- _Provided text_
Breslauer built a device that operated like a silk gland, but he needed spider silk polymer to test it. Then he heard about two guys at UC San Francisco who were programming a microbe to make silk protein.

“Total serendipity,” Breslauer says. “They were trying to make silk protein, I was trying to make silk protein into fiber. It all went from there.”

But talk about trial and error: The three founders of Bolt Threads each spent five years in graduate school figuring out how to work with silk, and after that, “We really started the company rebuilding our entire technology from scratch,” Breslauer says. Because while a college lab may offer tools that allow for developing devices quickly, that path doesn’t necessarily lead to the ability to mass produce.

“The lab tools will never scale up, and the chemicals that work very well on the lab bench, turns out you can’t use them on a large scale,” because they’re too expensive or not necessarily safe, Breslauer says. “It was a lot of painstaking development.”

- _How to complete this task_
Answer these questions using the Bolt Threads passage above, one answer a line:
1. What did the device Breslauer built operate like?
2. At which university were the two people programming a microbe to make silk protein?
3. How many years did each of the three founders of Bolt Threads spend in graduate school figuring out how to work with silk?

- _Given entries_
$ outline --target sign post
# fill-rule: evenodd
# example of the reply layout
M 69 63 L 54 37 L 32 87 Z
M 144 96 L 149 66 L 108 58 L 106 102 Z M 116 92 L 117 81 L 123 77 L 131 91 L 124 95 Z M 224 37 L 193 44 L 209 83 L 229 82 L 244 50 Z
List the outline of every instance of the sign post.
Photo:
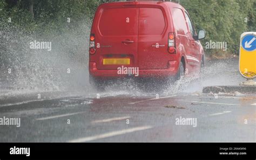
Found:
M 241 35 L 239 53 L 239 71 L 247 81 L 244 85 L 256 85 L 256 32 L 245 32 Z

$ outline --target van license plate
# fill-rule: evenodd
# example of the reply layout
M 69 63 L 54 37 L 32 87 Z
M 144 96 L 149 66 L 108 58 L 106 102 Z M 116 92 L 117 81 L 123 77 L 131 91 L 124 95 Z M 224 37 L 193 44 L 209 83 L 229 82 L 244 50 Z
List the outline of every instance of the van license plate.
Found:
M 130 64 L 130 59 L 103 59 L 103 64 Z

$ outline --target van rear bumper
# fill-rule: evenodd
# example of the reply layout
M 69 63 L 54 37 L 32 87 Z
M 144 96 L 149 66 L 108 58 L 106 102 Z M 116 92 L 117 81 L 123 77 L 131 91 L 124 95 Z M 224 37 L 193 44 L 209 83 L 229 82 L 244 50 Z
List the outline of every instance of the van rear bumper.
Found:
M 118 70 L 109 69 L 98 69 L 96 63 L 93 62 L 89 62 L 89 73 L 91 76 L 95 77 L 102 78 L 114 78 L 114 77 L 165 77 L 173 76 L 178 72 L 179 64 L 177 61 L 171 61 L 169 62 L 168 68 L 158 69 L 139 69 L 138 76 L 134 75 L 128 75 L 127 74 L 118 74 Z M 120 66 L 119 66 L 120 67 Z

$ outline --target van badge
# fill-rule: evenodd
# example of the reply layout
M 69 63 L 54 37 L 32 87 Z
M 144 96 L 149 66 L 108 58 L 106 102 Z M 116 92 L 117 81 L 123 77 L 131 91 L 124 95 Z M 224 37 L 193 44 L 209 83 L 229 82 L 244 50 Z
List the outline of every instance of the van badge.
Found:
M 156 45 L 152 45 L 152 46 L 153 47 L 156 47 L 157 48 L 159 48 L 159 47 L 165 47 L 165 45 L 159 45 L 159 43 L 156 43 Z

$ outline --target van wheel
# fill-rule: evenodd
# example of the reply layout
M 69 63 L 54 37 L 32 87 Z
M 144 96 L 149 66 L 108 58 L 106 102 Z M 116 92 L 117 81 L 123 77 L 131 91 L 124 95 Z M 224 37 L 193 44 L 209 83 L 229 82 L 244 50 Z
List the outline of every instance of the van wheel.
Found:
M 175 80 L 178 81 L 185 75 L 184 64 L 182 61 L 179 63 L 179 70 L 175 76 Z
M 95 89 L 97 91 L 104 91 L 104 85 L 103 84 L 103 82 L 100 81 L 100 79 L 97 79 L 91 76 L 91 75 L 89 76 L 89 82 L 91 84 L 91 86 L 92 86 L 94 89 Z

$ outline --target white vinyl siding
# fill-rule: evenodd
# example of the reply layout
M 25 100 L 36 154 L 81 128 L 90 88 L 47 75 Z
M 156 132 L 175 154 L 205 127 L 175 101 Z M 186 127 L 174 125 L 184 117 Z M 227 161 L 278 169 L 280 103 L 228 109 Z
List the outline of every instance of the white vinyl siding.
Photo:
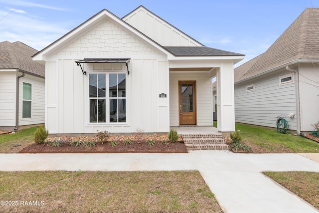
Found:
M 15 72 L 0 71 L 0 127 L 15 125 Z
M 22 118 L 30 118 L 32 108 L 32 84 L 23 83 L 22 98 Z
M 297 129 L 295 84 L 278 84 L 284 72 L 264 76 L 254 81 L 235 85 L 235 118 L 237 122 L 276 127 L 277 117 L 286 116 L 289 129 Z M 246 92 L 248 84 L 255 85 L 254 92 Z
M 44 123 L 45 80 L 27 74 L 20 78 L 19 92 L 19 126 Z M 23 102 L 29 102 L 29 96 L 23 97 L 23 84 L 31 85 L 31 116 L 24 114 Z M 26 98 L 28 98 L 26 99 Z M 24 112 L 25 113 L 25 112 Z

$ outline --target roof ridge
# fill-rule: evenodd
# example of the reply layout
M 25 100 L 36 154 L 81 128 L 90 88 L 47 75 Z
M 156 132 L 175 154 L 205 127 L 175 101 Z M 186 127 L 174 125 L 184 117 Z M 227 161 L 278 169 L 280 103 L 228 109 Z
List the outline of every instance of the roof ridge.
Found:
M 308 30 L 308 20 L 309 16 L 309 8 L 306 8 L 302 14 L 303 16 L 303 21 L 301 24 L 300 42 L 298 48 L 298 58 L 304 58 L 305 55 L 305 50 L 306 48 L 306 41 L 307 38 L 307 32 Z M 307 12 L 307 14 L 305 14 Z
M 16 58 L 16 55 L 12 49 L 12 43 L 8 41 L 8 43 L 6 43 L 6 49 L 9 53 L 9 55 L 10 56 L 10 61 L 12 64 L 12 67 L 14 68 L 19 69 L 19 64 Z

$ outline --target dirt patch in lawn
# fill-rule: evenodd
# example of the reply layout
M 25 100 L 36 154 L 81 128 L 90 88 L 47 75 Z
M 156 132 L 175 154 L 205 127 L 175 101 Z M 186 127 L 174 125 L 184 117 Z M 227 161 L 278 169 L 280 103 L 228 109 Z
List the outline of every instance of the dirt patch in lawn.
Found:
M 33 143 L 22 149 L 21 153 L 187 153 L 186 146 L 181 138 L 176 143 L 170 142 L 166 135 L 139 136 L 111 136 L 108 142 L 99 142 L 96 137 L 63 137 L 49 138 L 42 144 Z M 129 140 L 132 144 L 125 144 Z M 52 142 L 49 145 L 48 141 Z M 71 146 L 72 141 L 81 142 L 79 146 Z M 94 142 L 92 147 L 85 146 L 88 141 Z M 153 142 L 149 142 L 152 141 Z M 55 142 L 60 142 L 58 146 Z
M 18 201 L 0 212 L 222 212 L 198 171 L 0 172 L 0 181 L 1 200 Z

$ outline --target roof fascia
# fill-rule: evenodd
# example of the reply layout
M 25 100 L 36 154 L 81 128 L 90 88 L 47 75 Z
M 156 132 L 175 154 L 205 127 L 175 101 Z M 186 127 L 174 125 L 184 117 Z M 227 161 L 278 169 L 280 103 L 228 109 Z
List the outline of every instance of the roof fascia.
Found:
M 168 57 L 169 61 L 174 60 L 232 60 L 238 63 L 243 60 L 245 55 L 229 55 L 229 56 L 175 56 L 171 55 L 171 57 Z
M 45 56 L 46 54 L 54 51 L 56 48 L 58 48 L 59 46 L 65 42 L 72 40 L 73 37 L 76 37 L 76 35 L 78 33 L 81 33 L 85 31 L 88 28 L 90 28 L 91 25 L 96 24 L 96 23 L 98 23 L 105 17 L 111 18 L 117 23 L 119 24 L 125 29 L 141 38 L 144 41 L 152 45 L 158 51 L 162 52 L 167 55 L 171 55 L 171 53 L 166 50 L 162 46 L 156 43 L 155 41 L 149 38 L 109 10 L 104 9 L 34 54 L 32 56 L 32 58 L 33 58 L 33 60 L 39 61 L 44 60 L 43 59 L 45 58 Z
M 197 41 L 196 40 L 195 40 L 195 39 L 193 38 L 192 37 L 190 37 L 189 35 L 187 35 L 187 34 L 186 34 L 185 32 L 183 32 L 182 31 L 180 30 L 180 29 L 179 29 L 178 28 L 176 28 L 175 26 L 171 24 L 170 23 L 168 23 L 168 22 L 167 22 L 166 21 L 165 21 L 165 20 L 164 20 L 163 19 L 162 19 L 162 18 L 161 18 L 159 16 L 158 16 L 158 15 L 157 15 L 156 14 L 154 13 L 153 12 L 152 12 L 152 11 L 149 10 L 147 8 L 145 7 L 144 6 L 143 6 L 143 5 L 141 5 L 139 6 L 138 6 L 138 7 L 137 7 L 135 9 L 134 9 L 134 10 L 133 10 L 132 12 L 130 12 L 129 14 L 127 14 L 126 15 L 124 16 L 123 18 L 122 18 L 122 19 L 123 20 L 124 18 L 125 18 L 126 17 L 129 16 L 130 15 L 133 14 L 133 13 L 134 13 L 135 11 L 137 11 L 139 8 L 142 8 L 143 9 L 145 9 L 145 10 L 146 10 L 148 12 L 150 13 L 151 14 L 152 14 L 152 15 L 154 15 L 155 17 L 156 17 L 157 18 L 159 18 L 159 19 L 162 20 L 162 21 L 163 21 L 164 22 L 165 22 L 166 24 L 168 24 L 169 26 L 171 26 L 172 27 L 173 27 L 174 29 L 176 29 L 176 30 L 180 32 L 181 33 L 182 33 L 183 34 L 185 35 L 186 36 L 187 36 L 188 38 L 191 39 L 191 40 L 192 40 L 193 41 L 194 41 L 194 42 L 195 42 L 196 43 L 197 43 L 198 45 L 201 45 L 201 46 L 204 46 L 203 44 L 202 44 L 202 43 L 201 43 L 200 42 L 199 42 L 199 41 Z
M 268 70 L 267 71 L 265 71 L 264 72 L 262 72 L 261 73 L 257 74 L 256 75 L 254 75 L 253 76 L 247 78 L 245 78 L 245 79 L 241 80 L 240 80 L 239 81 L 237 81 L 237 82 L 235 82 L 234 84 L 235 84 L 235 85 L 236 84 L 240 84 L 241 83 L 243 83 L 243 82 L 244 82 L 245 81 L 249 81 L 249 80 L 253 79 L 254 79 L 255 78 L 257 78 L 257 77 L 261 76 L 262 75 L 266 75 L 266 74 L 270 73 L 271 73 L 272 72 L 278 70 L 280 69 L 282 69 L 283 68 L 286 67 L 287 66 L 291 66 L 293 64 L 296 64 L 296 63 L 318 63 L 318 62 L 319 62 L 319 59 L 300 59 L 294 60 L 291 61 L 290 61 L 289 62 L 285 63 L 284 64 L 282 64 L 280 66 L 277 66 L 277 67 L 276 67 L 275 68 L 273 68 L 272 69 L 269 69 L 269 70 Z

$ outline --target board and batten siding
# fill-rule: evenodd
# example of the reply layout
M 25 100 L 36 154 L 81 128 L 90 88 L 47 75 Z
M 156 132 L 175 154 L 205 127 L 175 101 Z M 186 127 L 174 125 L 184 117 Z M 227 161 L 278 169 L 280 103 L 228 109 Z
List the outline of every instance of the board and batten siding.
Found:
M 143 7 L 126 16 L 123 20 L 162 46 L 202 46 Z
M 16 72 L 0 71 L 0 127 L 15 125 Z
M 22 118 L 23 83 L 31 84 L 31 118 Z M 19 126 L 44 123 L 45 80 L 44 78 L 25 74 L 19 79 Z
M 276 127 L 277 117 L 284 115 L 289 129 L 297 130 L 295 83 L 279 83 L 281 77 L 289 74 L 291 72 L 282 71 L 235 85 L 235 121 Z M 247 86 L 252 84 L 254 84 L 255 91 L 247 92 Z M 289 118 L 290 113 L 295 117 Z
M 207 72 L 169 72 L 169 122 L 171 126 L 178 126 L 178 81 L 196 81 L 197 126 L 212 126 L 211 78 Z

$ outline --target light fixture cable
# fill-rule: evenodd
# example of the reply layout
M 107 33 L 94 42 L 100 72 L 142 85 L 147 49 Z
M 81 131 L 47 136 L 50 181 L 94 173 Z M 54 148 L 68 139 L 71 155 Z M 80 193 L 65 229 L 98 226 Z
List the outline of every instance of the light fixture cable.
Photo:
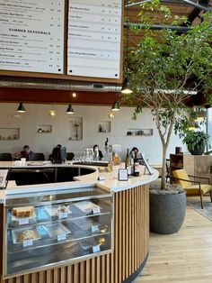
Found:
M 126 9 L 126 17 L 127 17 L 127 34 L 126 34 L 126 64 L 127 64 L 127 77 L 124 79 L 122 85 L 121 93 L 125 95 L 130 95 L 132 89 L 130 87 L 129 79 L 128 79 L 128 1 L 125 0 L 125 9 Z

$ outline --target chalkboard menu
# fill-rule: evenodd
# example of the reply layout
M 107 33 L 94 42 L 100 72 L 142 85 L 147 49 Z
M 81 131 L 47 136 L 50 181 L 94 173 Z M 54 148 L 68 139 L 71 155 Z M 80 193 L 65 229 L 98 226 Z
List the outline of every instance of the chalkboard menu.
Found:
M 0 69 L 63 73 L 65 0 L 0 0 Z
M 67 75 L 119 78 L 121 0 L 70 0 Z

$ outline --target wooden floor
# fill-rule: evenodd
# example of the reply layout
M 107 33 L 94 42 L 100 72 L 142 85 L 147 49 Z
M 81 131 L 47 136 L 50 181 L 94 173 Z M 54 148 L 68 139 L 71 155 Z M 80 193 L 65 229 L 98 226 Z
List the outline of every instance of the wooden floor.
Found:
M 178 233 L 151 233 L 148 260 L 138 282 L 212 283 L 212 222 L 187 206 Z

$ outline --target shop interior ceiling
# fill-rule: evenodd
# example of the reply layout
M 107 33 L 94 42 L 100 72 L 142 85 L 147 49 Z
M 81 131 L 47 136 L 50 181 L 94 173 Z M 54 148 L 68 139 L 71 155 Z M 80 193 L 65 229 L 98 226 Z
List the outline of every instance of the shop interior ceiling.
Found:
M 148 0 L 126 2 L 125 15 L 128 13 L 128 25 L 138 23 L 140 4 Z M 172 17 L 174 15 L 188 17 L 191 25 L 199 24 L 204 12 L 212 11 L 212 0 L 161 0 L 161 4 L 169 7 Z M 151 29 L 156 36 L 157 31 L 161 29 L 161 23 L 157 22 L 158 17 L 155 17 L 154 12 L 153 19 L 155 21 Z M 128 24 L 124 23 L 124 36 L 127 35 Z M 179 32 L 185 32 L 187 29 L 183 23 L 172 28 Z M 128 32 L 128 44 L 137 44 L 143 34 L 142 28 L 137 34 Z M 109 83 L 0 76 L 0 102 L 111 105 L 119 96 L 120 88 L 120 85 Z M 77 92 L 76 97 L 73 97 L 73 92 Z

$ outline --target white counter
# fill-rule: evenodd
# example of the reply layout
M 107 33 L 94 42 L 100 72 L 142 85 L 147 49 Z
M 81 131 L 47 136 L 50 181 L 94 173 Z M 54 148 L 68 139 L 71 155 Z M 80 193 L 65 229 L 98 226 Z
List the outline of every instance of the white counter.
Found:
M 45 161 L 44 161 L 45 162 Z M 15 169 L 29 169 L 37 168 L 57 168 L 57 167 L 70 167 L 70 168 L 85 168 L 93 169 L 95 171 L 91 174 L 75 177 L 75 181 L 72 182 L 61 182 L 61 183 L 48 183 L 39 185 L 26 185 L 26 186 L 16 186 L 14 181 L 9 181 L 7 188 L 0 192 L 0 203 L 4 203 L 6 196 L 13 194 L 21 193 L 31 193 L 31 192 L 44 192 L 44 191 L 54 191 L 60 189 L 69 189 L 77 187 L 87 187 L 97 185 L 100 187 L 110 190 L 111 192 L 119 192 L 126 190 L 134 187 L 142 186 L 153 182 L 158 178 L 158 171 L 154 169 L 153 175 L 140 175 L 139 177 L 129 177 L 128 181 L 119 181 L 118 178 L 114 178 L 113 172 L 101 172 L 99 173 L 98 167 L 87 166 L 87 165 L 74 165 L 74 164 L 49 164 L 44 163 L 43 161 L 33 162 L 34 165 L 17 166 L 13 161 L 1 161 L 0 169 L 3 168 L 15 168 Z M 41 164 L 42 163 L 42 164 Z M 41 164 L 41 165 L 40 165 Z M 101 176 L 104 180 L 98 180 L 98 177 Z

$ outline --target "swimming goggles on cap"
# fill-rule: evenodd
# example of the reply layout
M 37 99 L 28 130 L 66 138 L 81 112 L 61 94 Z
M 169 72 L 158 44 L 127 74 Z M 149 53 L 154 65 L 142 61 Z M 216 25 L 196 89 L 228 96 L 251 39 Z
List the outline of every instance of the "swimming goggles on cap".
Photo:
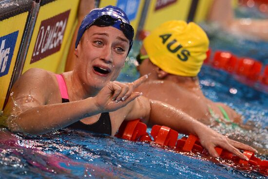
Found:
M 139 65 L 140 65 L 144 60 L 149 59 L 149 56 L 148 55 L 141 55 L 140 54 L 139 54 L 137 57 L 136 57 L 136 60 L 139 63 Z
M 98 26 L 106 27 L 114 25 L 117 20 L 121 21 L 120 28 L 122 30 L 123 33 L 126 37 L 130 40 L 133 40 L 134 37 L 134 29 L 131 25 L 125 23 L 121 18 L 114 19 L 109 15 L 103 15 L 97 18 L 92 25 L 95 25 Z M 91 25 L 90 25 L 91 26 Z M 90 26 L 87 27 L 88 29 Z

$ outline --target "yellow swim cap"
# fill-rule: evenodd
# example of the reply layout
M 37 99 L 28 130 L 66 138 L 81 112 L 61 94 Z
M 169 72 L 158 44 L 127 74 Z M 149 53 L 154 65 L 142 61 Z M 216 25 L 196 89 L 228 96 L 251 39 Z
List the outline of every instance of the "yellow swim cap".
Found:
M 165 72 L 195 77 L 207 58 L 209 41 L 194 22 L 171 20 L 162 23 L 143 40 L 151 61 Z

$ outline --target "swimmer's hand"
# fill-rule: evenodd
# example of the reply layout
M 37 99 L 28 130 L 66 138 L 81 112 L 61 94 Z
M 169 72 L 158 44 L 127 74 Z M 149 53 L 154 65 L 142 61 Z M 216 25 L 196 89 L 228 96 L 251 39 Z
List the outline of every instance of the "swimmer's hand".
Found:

- _Exercise result_
1. A silk gland.
2. UC San Francisco.
3. Five years.